DIRECTION A
Copy out the listing below word for word, omitting the picture.

Supplier management is crucial for organizations of any size. Having a good management system allows you to ensure that your needs are met. Only then will your clients get the high-quality goods that they expect. Read on to learn what supplier management is and why it's important.
Defining Supplier Management
To understand supplier management, it's critical that you first know what a supplier is. Suppliers are legal entities that are not a part of an organization, but they sell goods and services to that organization. They're essentially B2B services that allow a seller to have the products necessary for selling.
Supplier management is the process that ensures that an organization receives real value from working with its suppliers. Those who manage suppliers ensure that the company purchasing supplier products gets items with value that reflects the amount of money spent.
Effective Supplier Management Activities
There are many activities that effective supplier management professionals must ensure. These include, but are not limited to:
- Creating policies that govern supplier actions
- Managing relationships with suppliers over time and monitoring the supplier's performance
- Informing suppliers of these policies so everyone is on the same page
- Negotiating (and ultimately agreeing on) legal contracts between suppliers and purchasing organizations
- Ensuring that contracts signed meet the needs of the buyer's business
- Making sure that the views, visions, and objectives of the supplier and purchasing organizations align before contracts are considered.
- Keeping accurate records of supplier information (and how it relates to you as a B2B buyer)
Why Is This Important?
An organization that plans and conducts supplier management with defined boundaries and actions is likely to receive predictable and high-end goods. They also are likely to get these products in a timely manner. They can then provide their clients with the consistency they expect.
On the flip side, if an organization chooses to ignore formal supplier management actions and boundaries, they put themselves at risk. They're likely to get poor-quality goods and services on an unpredictable schedule.
There are a plethora of risks associated with an organization's suppliers, so having a clear policy that outlines the management of suppliers helps to eliminate some of these risks. It lets suppliers know the expectations that are in place and adequately measures their value in quantifiable ways.

DIRECTION B
In the supplier management text above, translate this sentence into Spanish: "Supplier management is crucial for organizations of any size."

RECORDS TO PROCESS
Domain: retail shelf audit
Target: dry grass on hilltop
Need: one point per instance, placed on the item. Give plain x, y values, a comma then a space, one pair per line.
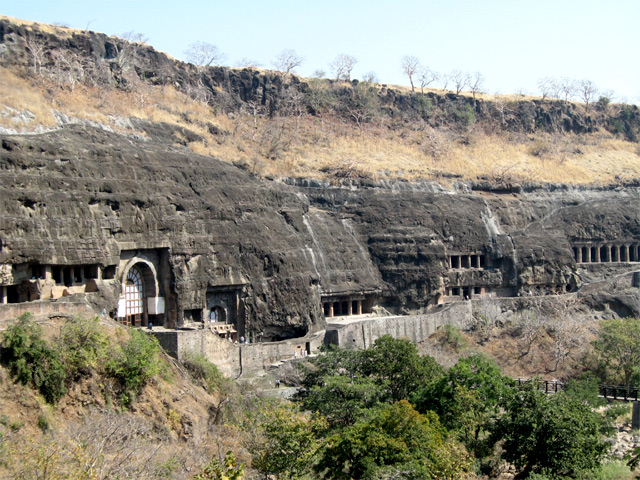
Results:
330, 147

RIGHT ANSWER A
Domain: retail shelf audit
Target: dry grass on hilltop
Need: one point per instance, placed on the item. Give plain x, y values, a comma then a space, one pair per line.
Results:
330, 147

RIGHT ANSWER B
La gestión de proveedores es fundamental para organizaciones de cualquier tamaño.